## [Problem to solve]
Restate every line of the material below word for word, skipping the images.

## [Source data]
___

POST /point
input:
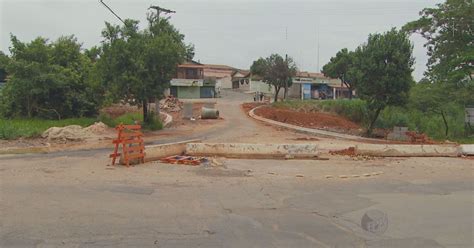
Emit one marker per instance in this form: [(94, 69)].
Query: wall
[(260, 86), (189, 92)]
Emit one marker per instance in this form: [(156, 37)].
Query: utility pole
[(159, 10), (166, 11), (287, 78), (286, 62)]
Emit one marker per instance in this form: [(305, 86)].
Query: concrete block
[(392, 150), (241, 150)]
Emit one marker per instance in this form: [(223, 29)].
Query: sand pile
[(75, 132), (171, 104)]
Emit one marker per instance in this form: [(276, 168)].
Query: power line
[(105, 5)]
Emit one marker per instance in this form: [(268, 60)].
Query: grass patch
[(129, 119), (29, 128)]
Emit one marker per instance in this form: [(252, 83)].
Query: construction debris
[(171, 104), (188, 160)]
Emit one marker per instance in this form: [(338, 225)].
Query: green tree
[(449, 31), (385, 67), (275, 71), (137, 65), (431, 98), (48, 79), (344, 67)]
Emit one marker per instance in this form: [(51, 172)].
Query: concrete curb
[(168, 119), (308, 130), (241, 150)]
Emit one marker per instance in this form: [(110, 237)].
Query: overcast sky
[(227, 32)]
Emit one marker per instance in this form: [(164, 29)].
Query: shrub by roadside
[(30, 128), (355, 110)]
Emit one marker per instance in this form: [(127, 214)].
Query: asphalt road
[(77, 201), (72, 199)]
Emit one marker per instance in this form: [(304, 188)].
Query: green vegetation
[(131, 118), (34, 127), (416, 120), (380, 70), (137, 65), (48, 80), (29, 128), (57, 83)]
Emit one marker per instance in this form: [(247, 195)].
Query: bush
[(129, 119), (355, 110), (30, 128)]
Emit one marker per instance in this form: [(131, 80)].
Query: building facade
[(190, 82)]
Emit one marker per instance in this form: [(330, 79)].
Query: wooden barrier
[(131, 139)]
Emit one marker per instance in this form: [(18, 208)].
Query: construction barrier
[(131, 139)]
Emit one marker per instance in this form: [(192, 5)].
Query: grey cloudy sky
[(227, 32)]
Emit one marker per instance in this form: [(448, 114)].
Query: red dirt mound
[(251, 105), (309, 120)]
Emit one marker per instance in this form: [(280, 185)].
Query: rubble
[(74, 132)]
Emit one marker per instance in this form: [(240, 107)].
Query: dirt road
[(72, 199), (77, 201)]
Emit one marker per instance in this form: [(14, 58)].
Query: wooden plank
[(132, 134), (135, 155), (132, 127), (113, 155), (134, 141), (136, 148)]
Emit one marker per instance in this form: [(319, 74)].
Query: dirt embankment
[(310, 119), (251, 105)]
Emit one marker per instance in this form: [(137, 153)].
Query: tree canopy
[(48, 79), (137, 65), (449, 31), (275, 71), (386, 67)]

___

## [Output of the exercise]
POST /point
input:
Emit one marker per instance in this form: [(94, 69)].
Query: wall
[(260, 86), (189, 92)]
Emit one marker per instance in this form: [(156, 37)].
Query: utility pole
[(159, 10), (166, 11), (287, 78), (286, 62)]
Emit one marker per instance in this form: [(305, 86)].
Query: concrete block
[(392, 150), (241, 150)]
Emit one marker per instance in this form: [(223, 29)].
Query: sand pile
[(75, 132), (171, 104)]
Emit one marker per instance in this form: [(276, 168)].
Query: power line
[(105, 5)]
Emit one marker per instance in this form: [(268, 60)].
Query: grass patch
[(129, 119), (29, 128)]
Emit one marker per instance in this form: [(252, 83)].
Query: construction debris
[(171, 104), (188, 160)]
Emit one marker per instance in this form: [(338, 225)].
Query: green tree
[(449, 31), (385, 67), (275, 71), (137, 65), (431, 98), (48, 79), (344, 67)]
Emit one marker per instance in this form: [(51, 172)].
Query: concrete curb
[(168, 119), (308, 130), (241, 150)]
Emit one marker per instance in this form: [(110, 237)].
Query: overcast sky
[(227, 32)]
Emit one marker per instance in this form: [(164, 29)].
Query: shrub by roadside
[(30, 128), (355, 110)]
Emit one marker per instance in this form: [(127, 214)].
Query: asphalt road
[(77, 201), (72, 199)]
Emit one marker per instance in this form: [(304, 188)].
Query: green vegetation
[(131, 118), (34, 127), (416, 120), (380, 70), (137, 65), (48, 80), (29, 128), (57, 83)]
Emit one marker per instance in this form: [(247, 195)].
Query: bush
[(129, 119), (355, 110), (30, 128)]
Emit one marker per instance in this form: [(131, 80)].
Query: building facade
[(190, 82)]
Emit one marker per instance in this form: [(330, 79)].
Query: wooden barrier
[(131, 139)]
Emit one marker per instance in this form: [(18, 208)].
Query: construction barrier
[(131, 139)]
Emit one marker per instance in this form: [(192, 5)].
Query: grey cloudy sky
[(227, 32)]
Emit one marker per instance in this form: [(448, 114)].
Query: red dirt mound
[(251, 105), (309, 120)]
Emit one marker per instance in this form: [(280, 185)].
Query: rubble
[(74, 132)]
Emit one marker per instance in this form: [(240, 107)].
Query: dirt road
[(72, 199), (77, 201)]
Emit one marker per instance in this form: [(14, 58)].
Query: wooden plank
[(132, 134), (135, 155), (132, 127), (113, 155), (134, 141), (136, 148)]
Emit one marker per instance in this form: [(319, 74)].
Query: dirt embankment
[(310, 119), (251, 105)]
Emit one marker per instance in this form: [(137, 153)].
Query: tree canopy
[(48, 79), (137, 65), (449, 31), (275, 71), (386, 67)]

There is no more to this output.